**Task to complete:**
Extract, exactly as written, all lines of the material below from the line that includes "the boy's blue" through its last line.

····················

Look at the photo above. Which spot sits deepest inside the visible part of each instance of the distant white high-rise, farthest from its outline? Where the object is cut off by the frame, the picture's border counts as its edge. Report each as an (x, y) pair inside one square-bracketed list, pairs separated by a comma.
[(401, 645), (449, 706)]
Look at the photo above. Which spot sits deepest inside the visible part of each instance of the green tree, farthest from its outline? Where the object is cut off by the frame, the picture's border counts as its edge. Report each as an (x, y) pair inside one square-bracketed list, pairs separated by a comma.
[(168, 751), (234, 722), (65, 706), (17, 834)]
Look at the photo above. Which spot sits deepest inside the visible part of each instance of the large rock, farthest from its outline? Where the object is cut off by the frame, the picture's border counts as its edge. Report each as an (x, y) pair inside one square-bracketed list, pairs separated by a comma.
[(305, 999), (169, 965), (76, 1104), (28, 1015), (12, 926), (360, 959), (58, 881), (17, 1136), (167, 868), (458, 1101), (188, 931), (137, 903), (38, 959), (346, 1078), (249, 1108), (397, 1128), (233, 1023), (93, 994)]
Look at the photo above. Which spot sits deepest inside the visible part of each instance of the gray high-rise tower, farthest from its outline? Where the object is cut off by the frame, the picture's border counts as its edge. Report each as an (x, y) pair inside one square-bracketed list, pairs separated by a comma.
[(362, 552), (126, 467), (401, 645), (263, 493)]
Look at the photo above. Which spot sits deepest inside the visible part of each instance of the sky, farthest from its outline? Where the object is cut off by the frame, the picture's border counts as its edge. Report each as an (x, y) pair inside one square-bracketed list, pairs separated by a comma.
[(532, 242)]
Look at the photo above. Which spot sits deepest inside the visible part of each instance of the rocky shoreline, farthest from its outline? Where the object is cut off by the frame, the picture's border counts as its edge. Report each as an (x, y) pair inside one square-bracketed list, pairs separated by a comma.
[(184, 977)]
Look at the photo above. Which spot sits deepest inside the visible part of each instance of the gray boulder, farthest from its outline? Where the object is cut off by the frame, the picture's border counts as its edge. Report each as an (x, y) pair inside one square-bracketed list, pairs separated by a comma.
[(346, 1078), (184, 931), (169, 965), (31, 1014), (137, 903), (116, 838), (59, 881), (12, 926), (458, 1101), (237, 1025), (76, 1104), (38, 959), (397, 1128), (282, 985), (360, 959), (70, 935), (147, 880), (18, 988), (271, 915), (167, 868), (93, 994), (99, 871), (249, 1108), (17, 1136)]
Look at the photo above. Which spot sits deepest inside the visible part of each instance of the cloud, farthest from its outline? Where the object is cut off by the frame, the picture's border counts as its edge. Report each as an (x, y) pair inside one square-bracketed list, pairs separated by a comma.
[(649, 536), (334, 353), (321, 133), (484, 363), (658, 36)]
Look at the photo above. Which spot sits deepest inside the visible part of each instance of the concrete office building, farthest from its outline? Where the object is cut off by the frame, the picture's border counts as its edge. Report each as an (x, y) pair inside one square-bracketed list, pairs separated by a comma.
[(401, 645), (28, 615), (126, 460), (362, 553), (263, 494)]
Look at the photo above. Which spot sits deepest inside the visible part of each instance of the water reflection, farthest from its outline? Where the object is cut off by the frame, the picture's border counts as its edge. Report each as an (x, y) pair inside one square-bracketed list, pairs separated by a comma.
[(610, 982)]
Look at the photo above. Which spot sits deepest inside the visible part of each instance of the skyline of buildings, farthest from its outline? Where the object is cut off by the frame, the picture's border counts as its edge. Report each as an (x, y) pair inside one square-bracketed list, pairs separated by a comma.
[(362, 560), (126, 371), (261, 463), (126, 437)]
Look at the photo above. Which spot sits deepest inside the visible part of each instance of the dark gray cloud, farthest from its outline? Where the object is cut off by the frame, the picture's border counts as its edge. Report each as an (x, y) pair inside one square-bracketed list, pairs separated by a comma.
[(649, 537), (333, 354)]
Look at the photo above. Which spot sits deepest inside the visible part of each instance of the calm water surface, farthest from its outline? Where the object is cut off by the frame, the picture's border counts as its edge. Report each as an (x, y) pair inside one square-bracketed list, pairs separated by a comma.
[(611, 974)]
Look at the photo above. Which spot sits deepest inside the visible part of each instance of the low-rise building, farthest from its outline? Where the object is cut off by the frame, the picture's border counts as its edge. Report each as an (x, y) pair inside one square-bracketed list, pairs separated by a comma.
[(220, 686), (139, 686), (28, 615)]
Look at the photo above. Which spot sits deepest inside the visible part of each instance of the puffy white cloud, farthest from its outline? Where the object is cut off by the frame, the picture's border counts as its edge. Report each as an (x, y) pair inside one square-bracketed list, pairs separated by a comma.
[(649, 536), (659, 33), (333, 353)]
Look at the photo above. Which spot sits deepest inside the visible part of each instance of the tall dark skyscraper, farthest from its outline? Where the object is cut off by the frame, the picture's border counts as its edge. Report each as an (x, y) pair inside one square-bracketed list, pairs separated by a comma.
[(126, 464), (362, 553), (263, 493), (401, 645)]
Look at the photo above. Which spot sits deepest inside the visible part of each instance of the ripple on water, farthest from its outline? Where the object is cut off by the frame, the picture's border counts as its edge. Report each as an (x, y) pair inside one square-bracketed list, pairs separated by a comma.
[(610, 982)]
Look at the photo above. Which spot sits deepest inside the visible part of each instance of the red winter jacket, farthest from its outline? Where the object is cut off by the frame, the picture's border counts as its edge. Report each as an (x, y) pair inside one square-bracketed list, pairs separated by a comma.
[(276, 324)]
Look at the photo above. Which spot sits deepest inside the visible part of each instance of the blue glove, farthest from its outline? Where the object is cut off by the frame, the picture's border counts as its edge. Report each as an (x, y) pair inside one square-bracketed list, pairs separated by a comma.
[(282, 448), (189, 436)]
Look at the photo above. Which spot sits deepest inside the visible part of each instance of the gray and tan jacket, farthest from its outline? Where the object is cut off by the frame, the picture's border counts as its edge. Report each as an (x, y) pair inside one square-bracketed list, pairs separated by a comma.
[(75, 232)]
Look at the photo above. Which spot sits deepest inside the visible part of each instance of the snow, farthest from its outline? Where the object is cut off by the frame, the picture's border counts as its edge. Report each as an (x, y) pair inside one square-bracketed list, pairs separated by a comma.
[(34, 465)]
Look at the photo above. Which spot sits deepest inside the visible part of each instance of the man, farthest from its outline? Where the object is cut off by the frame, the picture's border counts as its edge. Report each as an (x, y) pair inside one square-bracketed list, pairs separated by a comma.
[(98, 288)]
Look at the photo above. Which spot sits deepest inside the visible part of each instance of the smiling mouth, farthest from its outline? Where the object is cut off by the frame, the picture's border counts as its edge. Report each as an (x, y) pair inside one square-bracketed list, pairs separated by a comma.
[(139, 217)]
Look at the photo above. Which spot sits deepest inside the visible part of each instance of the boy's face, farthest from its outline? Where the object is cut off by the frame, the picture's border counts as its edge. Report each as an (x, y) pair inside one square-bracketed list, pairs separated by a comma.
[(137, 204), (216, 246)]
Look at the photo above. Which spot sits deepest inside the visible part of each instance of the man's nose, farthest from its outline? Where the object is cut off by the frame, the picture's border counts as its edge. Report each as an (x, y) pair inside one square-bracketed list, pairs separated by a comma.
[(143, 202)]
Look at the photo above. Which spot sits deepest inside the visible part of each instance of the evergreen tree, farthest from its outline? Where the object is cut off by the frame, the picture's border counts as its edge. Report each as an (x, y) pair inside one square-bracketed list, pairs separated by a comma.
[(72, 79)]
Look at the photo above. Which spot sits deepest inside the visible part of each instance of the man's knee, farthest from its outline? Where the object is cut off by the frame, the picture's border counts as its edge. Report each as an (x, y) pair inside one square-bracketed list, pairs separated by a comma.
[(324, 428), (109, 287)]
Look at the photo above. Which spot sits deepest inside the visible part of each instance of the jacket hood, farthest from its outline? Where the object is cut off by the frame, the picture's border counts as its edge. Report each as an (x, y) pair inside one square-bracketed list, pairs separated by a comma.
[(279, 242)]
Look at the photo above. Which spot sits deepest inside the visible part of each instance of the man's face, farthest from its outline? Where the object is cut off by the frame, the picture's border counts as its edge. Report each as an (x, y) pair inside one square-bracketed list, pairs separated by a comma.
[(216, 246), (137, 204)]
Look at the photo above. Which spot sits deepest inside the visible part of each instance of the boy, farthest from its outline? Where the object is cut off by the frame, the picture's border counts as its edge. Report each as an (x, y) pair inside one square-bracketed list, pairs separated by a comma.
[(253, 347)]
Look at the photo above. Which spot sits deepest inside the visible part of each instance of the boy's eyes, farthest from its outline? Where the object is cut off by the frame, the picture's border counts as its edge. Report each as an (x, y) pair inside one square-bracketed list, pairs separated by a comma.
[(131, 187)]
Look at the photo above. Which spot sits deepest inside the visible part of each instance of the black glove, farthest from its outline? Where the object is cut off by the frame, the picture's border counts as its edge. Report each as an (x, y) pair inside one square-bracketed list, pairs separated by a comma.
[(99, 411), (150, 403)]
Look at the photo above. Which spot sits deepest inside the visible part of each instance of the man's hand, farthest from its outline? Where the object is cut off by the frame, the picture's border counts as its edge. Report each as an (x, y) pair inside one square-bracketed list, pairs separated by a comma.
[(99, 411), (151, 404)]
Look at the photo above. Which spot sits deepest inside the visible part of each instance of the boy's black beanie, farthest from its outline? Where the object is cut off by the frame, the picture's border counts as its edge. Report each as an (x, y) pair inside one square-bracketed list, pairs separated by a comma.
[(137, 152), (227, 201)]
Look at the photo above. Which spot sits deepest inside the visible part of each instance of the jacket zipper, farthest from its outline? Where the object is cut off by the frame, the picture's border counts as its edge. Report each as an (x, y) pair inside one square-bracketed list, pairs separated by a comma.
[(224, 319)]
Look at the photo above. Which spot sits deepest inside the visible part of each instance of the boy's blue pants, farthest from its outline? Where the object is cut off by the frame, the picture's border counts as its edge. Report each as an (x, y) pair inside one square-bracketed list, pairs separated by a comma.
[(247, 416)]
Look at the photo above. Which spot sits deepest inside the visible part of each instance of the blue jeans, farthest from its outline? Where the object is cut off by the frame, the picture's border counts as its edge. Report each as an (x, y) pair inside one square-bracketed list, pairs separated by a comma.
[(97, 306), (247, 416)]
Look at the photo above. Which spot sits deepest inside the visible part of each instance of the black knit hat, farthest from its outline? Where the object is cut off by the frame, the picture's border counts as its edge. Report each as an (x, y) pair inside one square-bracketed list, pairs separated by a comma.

····················

**Answer to this exercise:**
Look at the photo above. Which spot sits deepest inside the visible part of each instance of the boy's blue pants, farthest from its outline? Where the object is cut off by the frame, the picture's border counts as its edge. Report each as an (x, y) pair inside one square-bracketed list, pairs separated by a comma.
[(247, 416)]
Look at the photo above. Which spot sits deepest inside the visible part of each instance of the blue jeans, farthest from its outline? Where the object is cut off by the frame, the picture's border counts as its edge. Report each as an (x, y) pair inside one square-bracketed list, pairs separated by a comma.
[(97, 306), (247, 416)]
Look at the photo above. Which spot sits deepest inside the visible part of each instance of the black knit hat, farthest from its outline? Where the object is cut off by the frame, the picture's border counts as its edge. Report each as an (x, y) pair inside one square-bracketed list, pairs separated by a comma.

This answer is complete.